• _Written request_
Please pick out every line in the entries below that contains the word "street". Case counts.

=== Data to use ===

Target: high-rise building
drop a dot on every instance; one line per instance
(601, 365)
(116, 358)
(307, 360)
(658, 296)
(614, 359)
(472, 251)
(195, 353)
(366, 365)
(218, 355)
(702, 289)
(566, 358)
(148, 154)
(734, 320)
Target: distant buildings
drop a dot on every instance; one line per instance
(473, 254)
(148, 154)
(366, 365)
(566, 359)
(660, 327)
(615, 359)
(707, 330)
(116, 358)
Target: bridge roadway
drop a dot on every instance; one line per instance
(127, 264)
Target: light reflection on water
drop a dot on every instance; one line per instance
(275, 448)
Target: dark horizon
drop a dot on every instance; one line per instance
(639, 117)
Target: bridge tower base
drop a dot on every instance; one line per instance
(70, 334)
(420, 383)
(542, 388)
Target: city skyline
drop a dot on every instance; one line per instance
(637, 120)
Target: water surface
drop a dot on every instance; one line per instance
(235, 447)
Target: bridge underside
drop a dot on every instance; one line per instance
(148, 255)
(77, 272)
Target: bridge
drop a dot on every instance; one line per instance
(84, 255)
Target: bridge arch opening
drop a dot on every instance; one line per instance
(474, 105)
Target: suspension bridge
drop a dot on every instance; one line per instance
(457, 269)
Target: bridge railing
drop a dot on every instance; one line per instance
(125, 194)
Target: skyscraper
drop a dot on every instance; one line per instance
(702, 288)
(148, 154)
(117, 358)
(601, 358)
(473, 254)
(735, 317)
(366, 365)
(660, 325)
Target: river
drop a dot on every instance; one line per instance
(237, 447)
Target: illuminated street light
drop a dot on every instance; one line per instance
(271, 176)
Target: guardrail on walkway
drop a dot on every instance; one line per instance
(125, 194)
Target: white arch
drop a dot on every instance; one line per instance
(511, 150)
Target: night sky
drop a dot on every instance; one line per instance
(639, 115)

===
=== Data to use ===

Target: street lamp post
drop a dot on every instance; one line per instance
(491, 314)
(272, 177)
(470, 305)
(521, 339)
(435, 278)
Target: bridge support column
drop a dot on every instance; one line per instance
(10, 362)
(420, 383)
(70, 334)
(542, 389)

===

• _Result of this exercise_
Target: illuminated street light
Target: street lamp post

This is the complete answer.